- EXCERTO FORNECIDO:
##############################

Sumário:1. Sob pena de caducidade do direito à acção, a impugnação judicial tem de ser deduzida dentro dos prazos que a lei prevê actualmente na norma do art.º 102.º do CPPT;
2. Porém, se o impugnante invocar fundamento subsumível à nulidade ou à declaração de inexistência do acto de liquidação, pode a impugnação ser deduzida a todo o tempo;
3. A ocorrência de vícios no procedimento de liquidação, como a falta de audiência prévia, e o decurso do prazo de caducidade do direito à liquidação, não geram a nulidade do subsequente tributo liquidado, mas tão só a sua anulação, não podendo por isso ofender o conteúdo essencial de um direito fundamental em que a impugnação possa ser deduzida a todo o tempo.
Aditamento:
1
Decisão Texto Integral:Acordam, em conferência, na Secção de Contencioso Tributário (2.ª Secção) do Tribunal Central Administrativo Sul:


A. O Relatório.
1. Sociedade ..., SA, identificada nos autos, dizendo-se inconformada com a sentença proferida pela M. Juiz do Tribunal Tributário de Lisboa - 2.ª Unidade Orgânica - que julgou procedente a excepção de caducidade do direito de accionar e absolveu do pedido a parte contrária, veio da mesma recorrer para este Tribunal formulando para tanto nas suas alegações as seguintes conclusões e que na íntegra se reproduzem:


A. A impugnação é tempestiva com fundamento na nulidade absoluta do procedimento, por ofender direitos e princípios jurídicos fundamentais, como abundantemente se prova e conforme constitui doutrina e jurisprudência firmes;
B. Ao que acresce que é nulo o procedimento, por inexistência parcial de notificação dos actos que se pretendiam dar a conhecer, bem assim como por incongruência de datas, desrespeito de prazos legais para realizar as formalidades exigidas por lei e, ainda,
C. Por absoluta ausência do cumprimento de formalidades legais já que a recorrente nunca foi notificada para exercer o direito de audição prévia, como era seu direito e efectivamente pretendia exercer, porquanto está convicta que, por essa via, poderia ter alterado o sentido dos actos;
D. Padece, ainda, o procedimento, de nulidade por violação do dever notificar os fundamentos dos actos, para os devidos efeitos;
E. O poder de tributar encontra-se extinto por caducidade, com todas as legais consequências.

##############################

- ENTRADAS FORNECIDAS:
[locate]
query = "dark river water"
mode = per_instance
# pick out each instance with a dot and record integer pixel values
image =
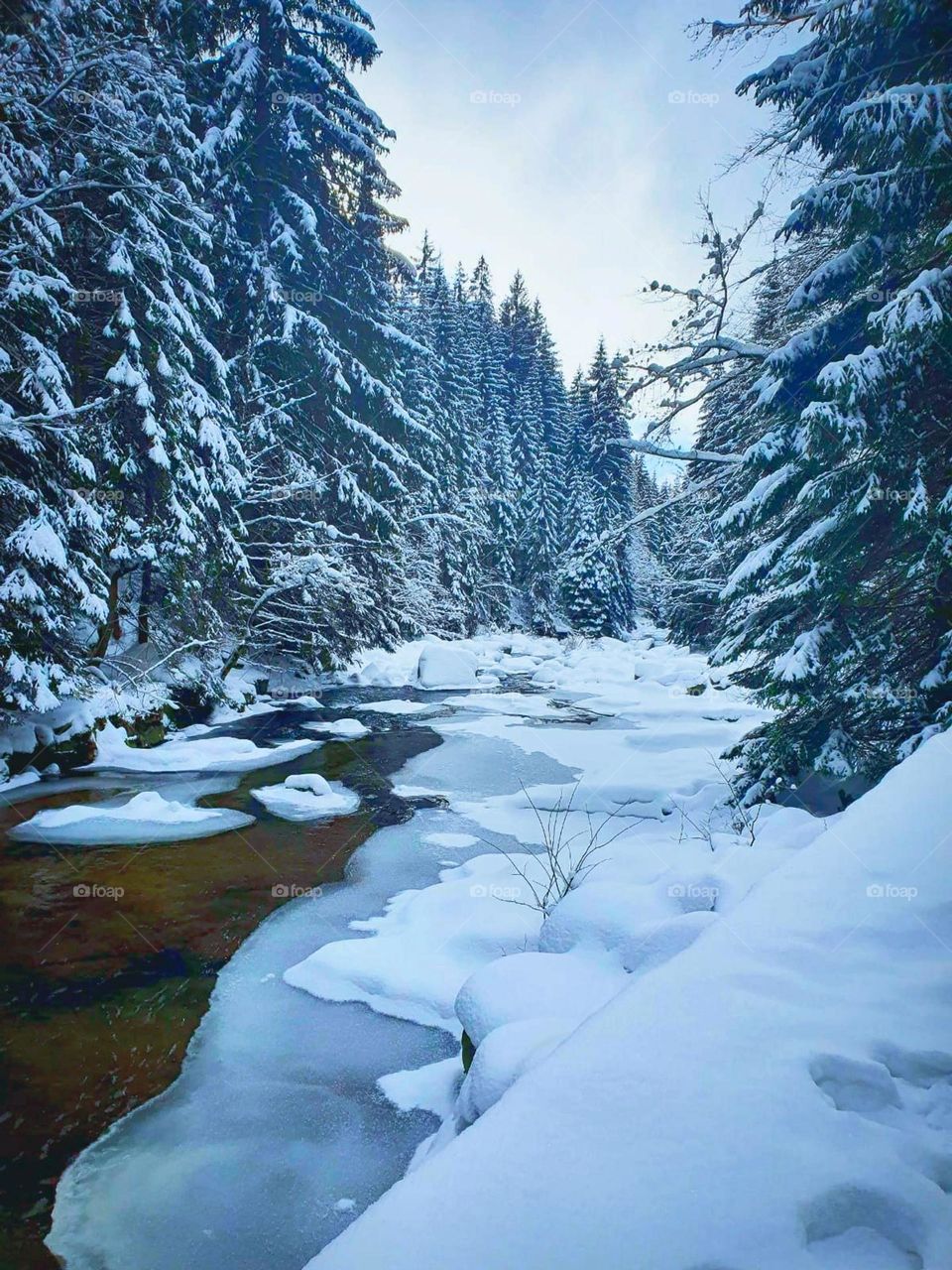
(99, 996)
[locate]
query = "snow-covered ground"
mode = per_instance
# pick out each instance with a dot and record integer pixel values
(194, 754)
(145, 818)
(726, 1048)
(307, 797)
(721, 1048)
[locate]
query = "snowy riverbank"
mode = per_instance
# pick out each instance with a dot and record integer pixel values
(728, 1003)
(680, 1033)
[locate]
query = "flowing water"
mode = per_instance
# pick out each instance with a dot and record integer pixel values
(100, 993)
(253, 1139)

##############################

- TAREFA BREVE: Retome o acórdão sobre a caducidade da impugnação judicial e continue-o a partir da última frase apresentada.

- RESULTADO DO EXERCÍCIO:
F. A douta sentença recorrida padece do vício de violação de lei imperativa, erro sobre os pressupostos de facto e erro sobre o direito aplicável, por ser manifesta a inexistência jurídica e nulidade absoluta dos actos de notificação de correcção do rendimento e de liquidação de IRC de 2001 e de notificação dos seus fundamentos, por violação de lei e ofensa a princípios jurídicos fundamentais;
G. Violou a douta sentença, entre outras do douto suprimento desse Venerando Tribunal, as normas dos artºs 36°, n° 2, 39º, nºs 5 e 8, 102º, n° 3, 163° e 190º do CPPT, dos artºs 100º, 103°, 133° e 134°, nºs 1 e 2 do CPA, dos artºs 60º e 61° do RCPIT, do artº 60º, n° 1, alínea a) da LGT, dos artºs 240º e 241 do CPC e do artº 268º da Constituição da República Portuguesa.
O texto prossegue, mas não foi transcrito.